WRITTEN EXERCISE -
Recast the stretch of records from the line containing "Question. Place one point on every instance of the window" through the line containing "x=320 y=339" as a numbered list, leaving out blank lines.

### RECORDS FOR THE TASK ###

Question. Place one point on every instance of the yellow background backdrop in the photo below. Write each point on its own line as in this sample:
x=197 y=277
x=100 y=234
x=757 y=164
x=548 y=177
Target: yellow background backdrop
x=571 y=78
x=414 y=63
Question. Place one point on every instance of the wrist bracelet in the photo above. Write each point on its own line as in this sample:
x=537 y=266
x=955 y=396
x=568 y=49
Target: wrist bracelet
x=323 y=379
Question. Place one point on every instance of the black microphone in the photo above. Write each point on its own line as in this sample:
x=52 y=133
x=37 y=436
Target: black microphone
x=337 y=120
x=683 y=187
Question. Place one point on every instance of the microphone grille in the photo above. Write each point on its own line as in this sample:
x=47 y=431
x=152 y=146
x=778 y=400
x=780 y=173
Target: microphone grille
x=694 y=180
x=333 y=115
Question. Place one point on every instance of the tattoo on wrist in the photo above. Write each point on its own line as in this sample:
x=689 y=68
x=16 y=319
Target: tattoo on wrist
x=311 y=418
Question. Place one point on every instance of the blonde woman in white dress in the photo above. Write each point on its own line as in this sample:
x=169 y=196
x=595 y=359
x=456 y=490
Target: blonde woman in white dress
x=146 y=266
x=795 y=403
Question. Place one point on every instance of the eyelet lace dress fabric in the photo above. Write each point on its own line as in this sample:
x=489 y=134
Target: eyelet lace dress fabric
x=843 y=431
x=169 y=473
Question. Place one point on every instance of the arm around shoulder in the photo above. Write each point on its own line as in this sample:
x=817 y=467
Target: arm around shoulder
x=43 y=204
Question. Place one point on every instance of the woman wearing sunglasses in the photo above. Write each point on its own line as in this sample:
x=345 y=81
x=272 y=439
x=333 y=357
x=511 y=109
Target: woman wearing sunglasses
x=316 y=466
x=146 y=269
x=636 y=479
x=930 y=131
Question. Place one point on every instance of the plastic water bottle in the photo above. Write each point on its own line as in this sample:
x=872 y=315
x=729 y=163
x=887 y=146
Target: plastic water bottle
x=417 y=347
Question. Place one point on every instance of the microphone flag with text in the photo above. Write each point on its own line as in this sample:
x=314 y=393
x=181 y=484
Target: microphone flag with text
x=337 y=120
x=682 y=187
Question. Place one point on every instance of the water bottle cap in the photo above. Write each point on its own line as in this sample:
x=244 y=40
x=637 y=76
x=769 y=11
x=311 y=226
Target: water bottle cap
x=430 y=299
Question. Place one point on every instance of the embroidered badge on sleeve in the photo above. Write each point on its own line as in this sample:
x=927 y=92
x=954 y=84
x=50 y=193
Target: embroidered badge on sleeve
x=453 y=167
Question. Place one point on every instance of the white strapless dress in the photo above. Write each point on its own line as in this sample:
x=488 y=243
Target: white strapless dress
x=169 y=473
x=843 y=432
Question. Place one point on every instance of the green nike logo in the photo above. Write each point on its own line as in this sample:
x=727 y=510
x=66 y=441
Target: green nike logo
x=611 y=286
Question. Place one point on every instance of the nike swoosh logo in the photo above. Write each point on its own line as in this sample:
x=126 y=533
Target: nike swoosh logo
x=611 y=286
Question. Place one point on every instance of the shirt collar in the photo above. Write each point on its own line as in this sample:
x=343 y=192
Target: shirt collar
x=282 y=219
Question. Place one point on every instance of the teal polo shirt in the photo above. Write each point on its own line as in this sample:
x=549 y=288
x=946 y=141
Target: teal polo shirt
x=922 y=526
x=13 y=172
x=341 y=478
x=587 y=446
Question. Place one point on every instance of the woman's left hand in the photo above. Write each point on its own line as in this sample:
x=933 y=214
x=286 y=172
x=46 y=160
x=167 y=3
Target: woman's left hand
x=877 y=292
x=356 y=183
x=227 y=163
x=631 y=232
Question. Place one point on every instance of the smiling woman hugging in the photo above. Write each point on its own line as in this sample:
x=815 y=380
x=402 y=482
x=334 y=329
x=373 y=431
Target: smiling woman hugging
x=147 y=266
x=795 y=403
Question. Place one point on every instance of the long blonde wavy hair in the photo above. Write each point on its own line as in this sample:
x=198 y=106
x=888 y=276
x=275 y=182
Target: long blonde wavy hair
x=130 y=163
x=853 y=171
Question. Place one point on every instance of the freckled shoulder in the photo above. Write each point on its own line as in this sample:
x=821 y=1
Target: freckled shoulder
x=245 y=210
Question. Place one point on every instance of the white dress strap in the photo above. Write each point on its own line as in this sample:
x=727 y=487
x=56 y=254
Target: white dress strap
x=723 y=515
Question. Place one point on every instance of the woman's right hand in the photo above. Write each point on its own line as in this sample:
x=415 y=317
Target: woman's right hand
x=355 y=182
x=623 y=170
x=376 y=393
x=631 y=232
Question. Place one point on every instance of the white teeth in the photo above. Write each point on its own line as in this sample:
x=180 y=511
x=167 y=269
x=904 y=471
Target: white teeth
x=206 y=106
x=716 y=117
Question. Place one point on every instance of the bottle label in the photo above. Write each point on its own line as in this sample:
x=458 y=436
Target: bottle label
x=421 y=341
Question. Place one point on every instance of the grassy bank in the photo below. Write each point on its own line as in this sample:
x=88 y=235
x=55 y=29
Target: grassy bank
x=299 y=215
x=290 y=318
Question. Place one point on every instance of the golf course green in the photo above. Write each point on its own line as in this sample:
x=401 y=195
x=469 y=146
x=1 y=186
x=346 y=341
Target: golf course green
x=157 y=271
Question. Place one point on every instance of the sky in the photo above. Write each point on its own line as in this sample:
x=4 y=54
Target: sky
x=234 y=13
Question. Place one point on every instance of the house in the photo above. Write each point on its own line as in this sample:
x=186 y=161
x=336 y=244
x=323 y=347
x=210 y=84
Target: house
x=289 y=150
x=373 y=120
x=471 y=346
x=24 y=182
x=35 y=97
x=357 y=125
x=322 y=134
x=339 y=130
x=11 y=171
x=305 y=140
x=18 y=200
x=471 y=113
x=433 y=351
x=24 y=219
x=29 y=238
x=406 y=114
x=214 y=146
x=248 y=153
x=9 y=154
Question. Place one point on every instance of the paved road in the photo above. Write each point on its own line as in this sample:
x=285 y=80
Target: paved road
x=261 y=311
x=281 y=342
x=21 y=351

###
### RECORDS FOR THE TASK ###

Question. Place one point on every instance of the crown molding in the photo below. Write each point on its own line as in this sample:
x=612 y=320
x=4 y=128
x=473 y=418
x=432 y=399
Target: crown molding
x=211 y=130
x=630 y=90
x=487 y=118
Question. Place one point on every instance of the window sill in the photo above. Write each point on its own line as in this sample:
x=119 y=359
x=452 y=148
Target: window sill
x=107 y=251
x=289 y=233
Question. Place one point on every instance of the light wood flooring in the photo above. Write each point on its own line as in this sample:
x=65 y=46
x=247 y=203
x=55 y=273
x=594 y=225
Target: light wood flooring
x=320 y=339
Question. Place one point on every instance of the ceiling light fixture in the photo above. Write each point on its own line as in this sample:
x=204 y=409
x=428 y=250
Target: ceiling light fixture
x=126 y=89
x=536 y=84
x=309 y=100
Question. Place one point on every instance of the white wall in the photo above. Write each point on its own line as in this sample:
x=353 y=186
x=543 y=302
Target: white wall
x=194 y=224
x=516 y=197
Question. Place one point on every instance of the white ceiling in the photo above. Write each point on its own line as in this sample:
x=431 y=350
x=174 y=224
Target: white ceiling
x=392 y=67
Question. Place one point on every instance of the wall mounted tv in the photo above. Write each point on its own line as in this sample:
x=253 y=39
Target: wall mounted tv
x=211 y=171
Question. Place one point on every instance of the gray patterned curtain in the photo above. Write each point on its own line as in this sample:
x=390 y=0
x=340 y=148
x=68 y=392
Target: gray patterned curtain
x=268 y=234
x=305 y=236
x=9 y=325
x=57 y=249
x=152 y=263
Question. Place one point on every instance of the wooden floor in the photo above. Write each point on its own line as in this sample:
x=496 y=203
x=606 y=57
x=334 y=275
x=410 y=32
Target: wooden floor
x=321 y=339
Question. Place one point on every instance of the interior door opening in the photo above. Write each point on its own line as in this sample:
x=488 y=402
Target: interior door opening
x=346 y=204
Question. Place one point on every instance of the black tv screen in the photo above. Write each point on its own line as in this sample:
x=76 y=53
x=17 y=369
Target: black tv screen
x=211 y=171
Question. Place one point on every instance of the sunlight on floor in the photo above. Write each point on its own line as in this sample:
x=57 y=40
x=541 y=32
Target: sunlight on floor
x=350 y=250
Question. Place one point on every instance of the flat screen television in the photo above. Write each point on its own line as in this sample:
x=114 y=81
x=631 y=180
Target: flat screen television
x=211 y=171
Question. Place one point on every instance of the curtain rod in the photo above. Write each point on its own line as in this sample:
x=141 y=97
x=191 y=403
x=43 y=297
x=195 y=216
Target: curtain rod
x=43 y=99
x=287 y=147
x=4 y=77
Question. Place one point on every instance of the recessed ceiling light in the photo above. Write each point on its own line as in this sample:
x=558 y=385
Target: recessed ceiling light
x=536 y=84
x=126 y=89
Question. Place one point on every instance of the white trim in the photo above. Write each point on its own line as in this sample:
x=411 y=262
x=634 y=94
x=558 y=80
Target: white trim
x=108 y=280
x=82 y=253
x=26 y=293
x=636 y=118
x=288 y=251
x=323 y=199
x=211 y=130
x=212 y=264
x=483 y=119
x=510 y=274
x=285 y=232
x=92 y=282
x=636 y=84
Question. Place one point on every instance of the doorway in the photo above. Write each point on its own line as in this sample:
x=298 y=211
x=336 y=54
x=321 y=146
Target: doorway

###
### RECORDS FOR THE TASK ###

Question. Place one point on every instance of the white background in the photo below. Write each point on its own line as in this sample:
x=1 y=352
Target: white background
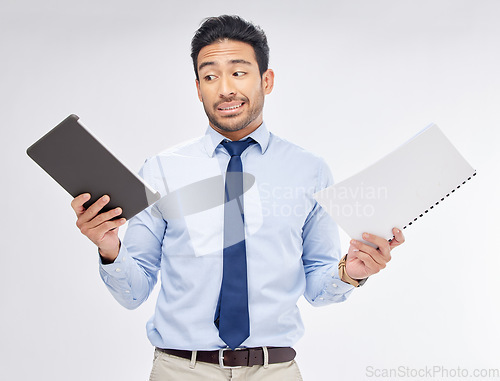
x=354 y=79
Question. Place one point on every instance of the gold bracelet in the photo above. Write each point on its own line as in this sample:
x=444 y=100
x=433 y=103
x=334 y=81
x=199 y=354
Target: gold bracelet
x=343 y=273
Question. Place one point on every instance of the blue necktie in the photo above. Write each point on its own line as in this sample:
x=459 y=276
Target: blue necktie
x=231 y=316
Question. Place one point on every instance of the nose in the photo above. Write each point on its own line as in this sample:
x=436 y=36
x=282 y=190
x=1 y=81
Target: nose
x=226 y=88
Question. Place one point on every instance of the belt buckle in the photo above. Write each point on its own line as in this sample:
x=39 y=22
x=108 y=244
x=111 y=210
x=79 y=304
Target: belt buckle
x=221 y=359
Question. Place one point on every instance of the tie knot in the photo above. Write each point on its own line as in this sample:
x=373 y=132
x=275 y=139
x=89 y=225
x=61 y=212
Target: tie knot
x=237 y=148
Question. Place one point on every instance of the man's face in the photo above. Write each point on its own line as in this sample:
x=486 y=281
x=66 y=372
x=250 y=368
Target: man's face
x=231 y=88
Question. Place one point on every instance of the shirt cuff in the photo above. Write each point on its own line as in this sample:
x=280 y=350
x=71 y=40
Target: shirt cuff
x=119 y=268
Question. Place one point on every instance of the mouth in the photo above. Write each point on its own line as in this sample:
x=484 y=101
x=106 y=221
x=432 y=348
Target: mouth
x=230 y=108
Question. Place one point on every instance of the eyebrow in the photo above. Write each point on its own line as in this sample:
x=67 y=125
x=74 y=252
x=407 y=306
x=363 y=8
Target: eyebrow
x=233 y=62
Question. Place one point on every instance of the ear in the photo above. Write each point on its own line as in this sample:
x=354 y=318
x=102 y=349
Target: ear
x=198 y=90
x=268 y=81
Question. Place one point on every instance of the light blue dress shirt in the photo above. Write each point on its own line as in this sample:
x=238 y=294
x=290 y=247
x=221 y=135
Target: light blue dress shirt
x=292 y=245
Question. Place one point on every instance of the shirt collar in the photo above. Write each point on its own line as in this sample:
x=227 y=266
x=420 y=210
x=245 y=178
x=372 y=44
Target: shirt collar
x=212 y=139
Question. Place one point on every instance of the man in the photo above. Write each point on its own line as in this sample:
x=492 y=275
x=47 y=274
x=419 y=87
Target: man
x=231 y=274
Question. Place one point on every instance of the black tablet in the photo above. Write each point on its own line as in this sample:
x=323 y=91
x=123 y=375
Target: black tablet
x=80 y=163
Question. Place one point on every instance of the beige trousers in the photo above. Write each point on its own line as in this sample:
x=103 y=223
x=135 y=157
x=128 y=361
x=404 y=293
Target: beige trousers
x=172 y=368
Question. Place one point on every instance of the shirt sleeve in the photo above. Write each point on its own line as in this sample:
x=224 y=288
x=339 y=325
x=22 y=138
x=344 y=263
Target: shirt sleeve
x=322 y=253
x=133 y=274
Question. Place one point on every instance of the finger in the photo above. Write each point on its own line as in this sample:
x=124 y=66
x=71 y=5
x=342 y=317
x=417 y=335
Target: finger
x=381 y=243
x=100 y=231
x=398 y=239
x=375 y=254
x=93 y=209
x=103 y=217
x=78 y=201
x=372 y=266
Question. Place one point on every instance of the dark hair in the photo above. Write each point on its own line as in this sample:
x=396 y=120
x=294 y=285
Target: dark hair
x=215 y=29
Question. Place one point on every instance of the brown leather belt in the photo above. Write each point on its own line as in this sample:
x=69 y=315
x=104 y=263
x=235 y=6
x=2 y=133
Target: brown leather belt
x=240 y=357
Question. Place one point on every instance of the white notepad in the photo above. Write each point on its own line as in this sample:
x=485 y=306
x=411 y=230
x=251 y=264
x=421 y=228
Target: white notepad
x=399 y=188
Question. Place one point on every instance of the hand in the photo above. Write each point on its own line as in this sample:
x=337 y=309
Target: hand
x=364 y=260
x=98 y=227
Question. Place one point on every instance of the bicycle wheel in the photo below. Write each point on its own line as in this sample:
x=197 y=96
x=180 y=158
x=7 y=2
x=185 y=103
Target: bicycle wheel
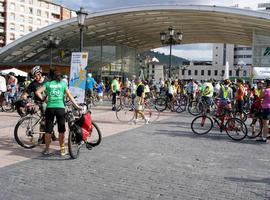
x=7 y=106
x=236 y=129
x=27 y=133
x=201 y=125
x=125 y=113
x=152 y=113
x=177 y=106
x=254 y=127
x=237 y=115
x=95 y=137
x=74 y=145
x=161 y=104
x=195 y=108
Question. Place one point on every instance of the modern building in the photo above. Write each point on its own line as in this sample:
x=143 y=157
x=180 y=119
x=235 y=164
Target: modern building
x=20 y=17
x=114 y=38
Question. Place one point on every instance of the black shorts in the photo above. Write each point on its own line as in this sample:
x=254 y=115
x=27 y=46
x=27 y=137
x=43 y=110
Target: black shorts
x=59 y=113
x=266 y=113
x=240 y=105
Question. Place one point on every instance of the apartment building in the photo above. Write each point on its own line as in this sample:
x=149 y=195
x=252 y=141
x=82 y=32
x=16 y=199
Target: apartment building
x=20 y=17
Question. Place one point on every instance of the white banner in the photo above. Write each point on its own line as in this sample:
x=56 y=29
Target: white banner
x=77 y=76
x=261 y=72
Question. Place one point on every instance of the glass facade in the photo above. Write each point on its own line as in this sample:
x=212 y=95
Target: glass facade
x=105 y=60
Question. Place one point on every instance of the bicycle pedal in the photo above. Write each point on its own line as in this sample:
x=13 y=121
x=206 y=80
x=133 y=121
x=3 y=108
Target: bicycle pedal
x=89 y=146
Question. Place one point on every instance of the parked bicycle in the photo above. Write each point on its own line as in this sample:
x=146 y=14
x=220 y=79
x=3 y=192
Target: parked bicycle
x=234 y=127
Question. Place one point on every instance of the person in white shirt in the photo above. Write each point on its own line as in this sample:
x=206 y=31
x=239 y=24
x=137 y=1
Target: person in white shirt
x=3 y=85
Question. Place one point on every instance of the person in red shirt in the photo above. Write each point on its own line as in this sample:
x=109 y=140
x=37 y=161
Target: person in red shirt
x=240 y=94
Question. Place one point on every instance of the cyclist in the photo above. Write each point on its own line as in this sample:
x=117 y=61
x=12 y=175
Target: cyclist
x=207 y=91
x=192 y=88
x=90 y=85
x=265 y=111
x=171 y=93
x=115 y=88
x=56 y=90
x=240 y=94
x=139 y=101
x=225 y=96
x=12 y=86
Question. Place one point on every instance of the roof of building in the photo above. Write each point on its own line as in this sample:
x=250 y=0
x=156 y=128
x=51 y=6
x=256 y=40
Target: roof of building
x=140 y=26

###

EXERCISE ANSWER -
1. Question. Place one point on every instance of the window sill in the photo above. Write each point on its own line as in this sample:
2. x=119 y=359
3. x=452 y=148
4. Target: window sill
5. x=107 y=251
6. x=289 y=233
7. Question. Place one point on every instance of the light wood flooring in the photo above. Write each point on its own line as in this sample:
8. x=65 y=46
9. x=247 y=203
10. x=55 y=273
11. x=594 y=225
12. Target: light wood flooring
13. x=320 y=339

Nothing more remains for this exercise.